Exercise requirements :: From the listing below, output only the lines starting at the line that has "Query: fork tines" and ending at the line that has "point(106, 138)", exactly as they appear, ends included.

·····

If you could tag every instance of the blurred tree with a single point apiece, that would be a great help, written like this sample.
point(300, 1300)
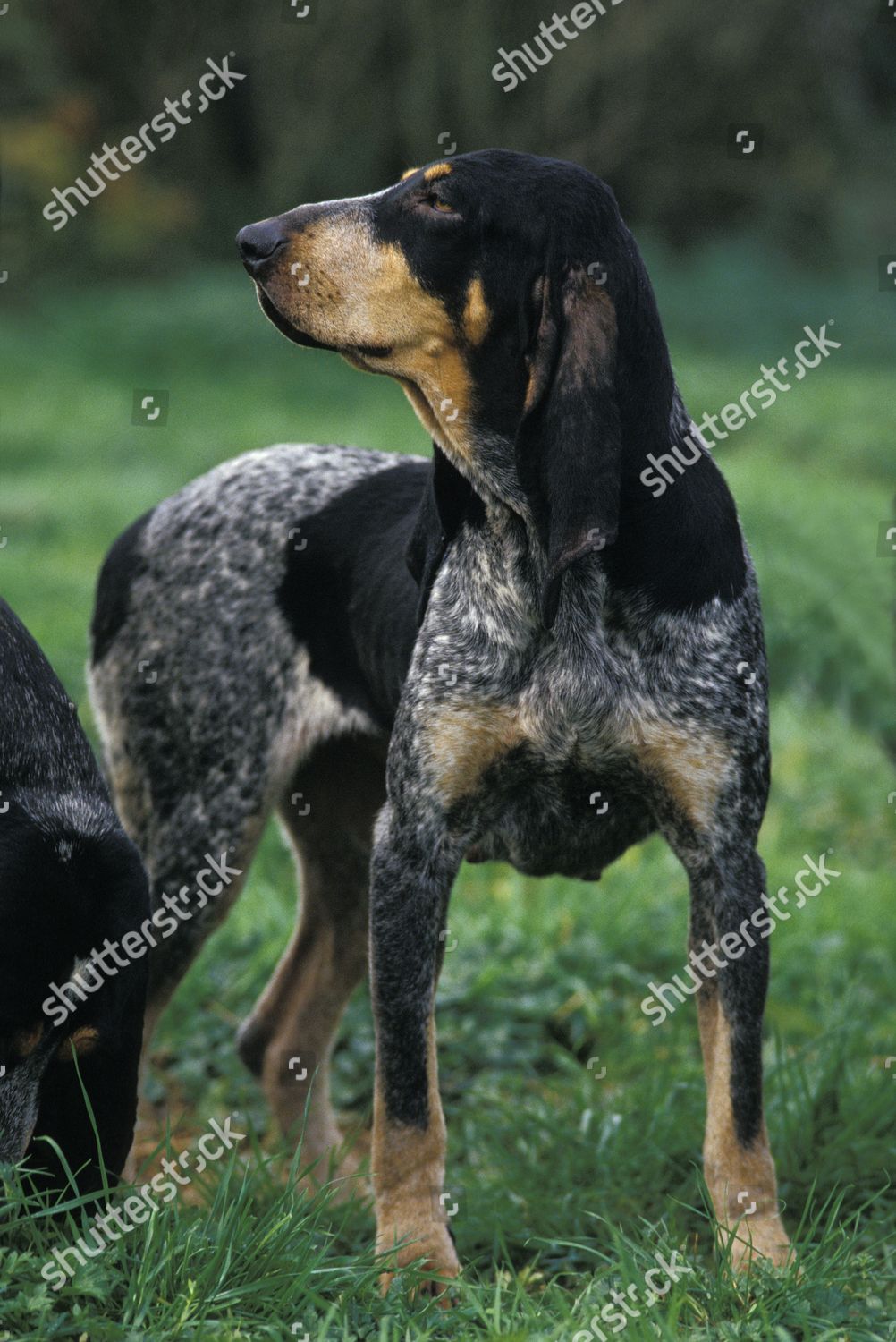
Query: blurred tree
point(342, 102)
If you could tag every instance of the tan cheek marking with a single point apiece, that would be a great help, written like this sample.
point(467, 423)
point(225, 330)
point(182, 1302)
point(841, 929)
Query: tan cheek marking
point(463, 743)
point(689, 764)
point(477, 313)
point(82, 1043)
point(364, 293)
point(27, 1040)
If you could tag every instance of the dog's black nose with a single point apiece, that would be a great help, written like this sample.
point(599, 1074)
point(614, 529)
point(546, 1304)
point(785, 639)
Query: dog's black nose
point(259, 242)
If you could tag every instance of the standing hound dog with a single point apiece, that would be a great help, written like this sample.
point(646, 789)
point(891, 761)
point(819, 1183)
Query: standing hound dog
point(70, 882)
point(464, 650)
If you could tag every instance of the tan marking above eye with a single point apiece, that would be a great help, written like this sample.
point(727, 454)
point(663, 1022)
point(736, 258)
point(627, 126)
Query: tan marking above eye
point(436, 171)
point(477, 311)
point(80, 1041)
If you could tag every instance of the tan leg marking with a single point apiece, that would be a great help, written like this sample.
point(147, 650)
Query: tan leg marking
point(408, 1173)
point(691, 765)
point(464, 741)
point(738, 1177)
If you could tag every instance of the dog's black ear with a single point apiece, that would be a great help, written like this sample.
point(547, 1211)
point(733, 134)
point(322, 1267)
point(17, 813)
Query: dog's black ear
point(105, 1031)
point(442, 510)
point(106, 1071)
point(569, 439)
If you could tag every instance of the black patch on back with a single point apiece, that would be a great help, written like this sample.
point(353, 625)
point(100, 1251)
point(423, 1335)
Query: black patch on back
point(348, 593)
point(121, 566)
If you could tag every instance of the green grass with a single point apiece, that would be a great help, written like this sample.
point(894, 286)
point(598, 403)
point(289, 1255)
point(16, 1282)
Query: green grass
point(565, 1184)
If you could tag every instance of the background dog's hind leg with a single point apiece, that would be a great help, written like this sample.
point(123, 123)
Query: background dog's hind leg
point(329, 811)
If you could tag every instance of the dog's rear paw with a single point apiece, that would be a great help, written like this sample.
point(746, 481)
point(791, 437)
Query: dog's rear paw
point(761, 1237)
point(432, 1253)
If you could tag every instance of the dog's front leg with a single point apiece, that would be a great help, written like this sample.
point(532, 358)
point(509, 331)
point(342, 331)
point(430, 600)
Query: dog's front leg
point(413, 866)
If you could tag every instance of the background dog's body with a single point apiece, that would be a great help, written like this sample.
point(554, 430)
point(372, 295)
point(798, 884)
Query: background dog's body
point(69, 879)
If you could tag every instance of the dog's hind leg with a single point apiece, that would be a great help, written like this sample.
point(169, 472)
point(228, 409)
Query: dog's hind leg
point(329, 810)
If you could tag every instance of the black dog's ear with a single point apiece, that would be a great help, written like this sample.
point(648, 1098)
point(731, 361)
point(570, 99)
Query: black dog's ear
point(569, 440)
point(104, 1032)
point(442, 510)
point(106, 1068)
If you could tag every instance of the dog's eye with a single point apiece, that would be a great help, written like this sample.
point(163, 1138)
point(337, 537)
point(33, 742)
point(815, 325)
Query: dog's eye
point(434, 201)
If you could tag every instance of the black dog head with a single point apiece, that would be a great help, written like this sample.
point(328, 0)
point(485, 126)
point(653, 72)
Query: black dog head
point(63, 890)
point(509, 298)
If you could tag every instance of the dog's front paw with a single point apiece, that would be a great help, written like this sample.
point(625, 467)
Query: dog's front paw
point(429, 1247)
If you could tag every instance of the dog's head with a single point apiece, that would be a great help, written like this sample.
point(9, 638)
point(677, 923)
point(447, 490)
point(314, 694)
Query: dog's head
point(62, 896)
point(507, 297)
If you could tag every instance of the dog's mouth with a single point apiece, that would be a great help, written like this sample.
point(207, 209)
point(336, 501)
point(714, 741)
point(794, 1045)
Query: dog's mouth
point(282, 324)
point(356, 353)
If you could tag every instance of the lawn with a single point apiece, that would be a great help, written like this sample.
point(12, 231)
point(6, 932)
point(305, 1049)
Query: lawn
point(568, 1178)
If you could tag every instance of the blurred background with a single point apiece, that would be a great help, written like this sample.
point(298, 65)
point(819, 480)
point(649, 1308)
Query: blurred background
point(141, 295)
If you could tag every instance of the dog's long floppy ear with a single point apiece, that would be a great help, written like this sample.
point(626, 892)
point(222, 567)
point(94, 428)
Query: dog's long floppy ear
point(569, 440)
point(442, 510)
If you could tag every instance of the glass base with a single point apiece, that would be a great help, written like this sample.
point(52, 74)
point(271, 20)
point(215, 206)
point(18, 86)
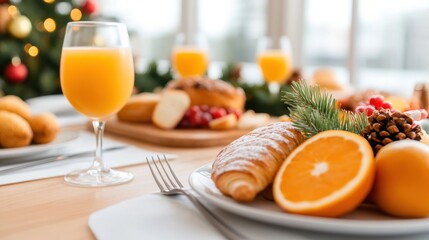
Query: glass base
point(96, 178)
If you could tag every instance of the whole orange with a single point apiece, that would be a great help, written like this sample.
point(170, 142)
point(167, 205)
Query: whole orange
point(401, 186)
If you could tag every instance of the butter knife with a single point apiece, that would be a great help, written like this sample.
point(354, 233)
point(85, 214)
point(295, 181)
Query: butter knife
point(44, 160)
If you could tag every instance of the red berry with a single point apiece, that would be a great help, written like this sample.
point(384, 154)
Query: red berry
point(195, 120)
point(369, 110)
point(217, 112)
point(185, 123)
point(204, 108)
point(360, 109)
point(386, 105)
point(205, 119)
point(237, 114)
point(376, 101)
point(193, 110)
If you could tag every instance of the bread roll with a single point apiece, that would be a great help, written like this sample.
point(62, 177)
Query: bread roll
point(170, 109)
point(45, 127)
point(211, 92)
point(248, 165)
point(224, 123)
point(12, 103)
point(14, 130)
point(139, 108)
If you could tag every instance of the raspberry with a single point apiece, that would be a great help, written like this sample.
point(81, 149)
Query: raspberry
point(206, 117)
point(193, 110)
point(360, 109)
point(369, 110)
point(237, 113)
point(386, 105)
point(217, 112)
point(205, 108)
point(376, 101)
point(195, 119)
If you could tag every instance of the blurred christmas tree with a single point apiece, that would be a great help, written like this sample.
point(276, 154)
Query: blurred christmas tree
point(31, 36)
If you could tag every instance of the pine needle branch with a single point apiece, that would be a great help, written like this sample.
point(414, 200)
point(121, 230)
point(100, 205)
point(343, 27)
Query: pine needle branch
point(313, 110)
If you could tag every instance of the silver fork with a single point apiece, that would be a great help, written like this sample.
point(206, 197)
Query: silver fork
point(169, 185)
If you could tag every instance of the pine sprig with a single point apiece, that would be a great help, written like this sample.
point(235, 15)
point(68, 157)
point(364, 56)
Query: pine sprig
point(313, 111)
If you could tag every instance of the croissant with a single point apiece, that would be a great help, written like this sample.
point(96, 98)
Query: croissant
point(248, 165)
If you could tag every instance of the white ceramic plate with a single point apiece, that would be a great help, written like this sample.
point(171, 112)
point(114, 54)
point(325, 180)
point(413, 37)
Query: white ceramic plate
point(366, 220)
point(56, 104)
point(62, 140)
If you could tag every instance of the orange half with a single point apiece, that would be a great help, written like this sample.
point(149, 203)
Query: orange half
point(328, 175)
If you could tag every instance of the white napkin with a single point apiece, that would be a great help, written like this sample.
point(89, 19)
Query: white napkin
point(58, 105)
point(160, 217)
point(86, 141)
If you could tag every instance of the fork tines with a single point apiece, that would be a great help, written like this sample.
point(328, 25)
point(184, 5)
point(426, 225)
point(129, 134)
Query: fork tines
point(163, 172)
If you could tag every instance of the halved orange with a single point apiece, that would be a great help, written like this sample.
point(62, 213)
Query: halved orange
point(328, 175)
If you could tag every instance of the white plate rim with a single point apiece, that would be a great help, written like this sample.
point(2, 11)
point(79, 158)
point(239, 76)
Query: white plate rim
point(63, 138)
point(327, 225)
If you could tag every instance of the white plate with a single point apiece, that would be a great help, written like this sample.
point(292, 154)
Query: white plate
point(56, 104)
point(62, 140)
point(366, 220)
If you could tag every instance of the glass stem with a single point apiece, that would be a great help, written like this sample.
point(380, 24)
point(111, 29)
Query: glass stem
point(274, 88)
point(98, 163)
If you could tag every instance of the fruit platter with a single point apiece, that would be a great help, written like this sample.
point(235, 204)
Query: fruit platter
point(328, 163)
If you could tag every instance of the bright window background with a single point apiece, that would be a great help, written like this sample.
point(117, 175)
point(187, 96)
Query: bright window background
point(153, 25)
point(232, 28)
point(326, 35)
point(394, 44)
point(393, 36)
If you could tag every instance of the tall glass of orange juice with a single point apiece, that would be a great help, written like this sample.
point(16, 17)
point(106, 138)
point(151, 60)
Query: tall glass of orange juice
point(189, 56)
point(275, 60)
point(97, 78)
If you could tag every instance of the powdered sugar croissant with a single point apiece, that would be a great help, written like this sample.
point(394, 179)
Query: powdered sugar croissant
point(248, 165)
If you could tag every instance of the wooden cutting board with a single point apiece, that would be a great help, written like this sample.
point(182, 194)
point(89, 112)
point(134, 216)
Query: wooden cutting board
point(176, 137)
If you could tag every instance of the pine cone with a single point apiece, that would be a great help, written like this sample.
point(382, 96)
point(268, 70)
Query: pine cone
point(385, 127)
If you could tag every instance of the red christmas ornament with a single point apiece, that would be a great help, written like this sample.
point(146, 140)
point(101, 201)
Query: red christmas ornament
point(16, 72)
point(89, 7)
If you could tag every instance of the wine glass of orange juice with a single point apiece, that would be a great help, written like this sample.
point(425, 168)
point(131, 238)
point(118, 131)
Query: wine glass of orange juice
point(275, 60)
point(97, 78)
point(189, 56)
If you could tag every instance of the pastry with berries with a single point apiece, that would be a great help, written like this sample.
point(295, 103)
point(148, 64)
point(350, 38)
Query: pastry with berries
point(211, 92)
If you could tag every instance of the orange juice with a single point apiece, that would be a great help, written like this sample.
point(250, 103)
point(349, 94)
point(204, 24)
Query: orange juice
point(97, 81)
point(276, 66)
point(189, 61)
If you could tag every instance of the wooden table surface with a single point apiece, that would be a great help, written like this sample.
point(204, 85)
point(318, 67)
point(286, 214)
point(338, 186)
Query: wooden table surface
point(50, 209)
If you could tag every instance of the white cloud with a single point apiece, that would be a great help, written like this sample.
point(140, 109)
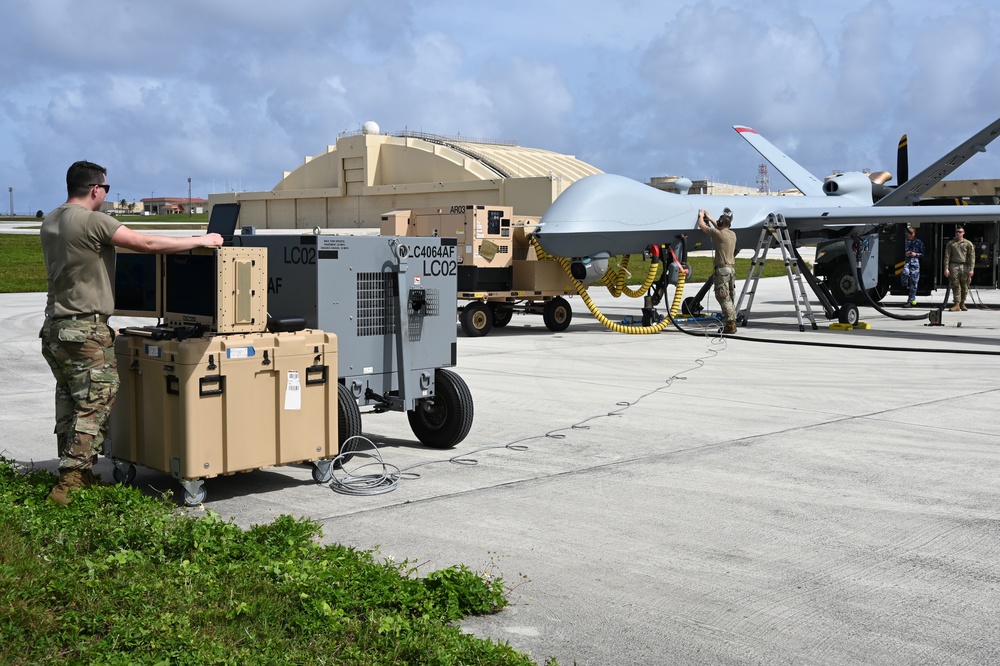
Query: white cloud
point(236, 91)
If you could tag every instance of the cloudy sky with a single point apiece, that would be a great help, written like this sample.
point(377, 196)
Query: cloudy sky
point(231, 93)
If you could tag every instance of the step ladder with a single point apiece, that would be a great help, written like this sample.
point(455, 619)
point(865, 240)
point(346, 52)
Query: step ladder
point(775, 231)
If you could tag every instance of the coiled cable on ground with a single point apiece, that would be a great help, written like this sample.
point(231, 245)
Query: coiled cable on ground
point(351, 483)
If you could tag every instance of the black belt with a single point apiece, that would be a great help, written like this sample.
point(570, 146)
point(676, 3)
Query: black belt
point(90, 316)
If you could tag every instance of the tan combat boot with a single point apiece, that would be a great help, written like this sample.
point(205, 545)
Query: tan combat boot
point(74, 479)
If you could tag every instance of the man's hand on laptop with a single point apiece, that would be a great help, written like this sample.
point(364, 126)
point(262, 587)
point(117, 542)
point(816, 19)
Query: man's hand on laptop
point(212, 240)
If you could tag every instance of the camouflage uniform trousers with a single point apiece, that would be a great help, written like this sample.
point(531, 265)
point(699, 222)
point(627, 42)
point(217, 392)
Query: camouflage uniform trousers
point(958, 278)
point(725, 287)
point(81, 356)
point(910, 277)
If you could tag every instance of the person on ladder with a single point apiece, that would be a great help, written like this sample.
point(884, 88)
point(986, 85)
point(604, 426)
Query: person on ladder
point(724, 275)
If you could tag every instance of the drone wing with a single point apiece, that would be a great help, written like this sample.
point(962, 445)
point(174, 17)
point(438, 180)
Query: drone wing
point(796, 174)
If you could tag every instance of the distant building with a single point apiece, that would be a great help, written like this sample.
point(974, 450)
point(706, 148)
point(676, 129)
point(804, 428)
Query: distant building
point(980, 191)
point(368, 174)
point(172, 205)
point(120, 208)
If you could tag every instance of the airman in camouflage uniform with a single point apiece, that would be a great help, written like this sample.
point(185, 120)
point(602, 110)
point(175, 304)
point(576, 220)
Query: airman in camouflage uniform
point(724, 275)
point(959, 262)
point(78, 243)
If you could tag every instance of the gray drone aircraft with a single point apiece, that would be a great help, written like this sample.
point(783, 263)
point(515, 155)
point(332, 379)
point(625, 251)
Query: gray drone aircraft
point(604, 215)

·····

Problem solution ::
Query: fork tines
point(163, 172)
If you could tag every instance of the halved orange with a single point apiece, that would be a great help, written like this sample.
point(62, 213)
Query: halved orange
point(328, 175)
If you could tag every instance of the white plate rim with a single point apiece, that would be a great help, written like this sample.
point(2, 11)
point(79, 158)
point(239, 76)
Query: white plate rim
point(63, 138)
point(327, 225)
If you could tag every instance of the white plate with a single point apiece, that would be a great help, written like this sample.
point(292, 154)
Query: white plate
point(56, 104)
point(62, 140)
point(366, 220)
If you could tag every instance of the glass stem with a single point apiece, that would be a great help, written like this sample.
point(380, 24)
point(111, 29)
Query: glass stem
point(274, 88)
point(98, 163)
If you could tag every instance of the fruit platter with a single point apiece, that would be a great help, written like this sample.
point(235, 204)
Query: fruit platter
point(328, 163)
If you could tag every instance of the bright window background with a single point apiece, that would be a great help, written like this sample.
point(117, 175)
point(187, 96)
Query: bright window background
point(153, 25)
point(232, 28)
point(326, 35)
point(394, 44)
point(393, 36)
If you could tag every instance of the tall glass of orange juice with a single point apiece, that would be a great help, written like this sample.
point(16, 17)
point(106, 138)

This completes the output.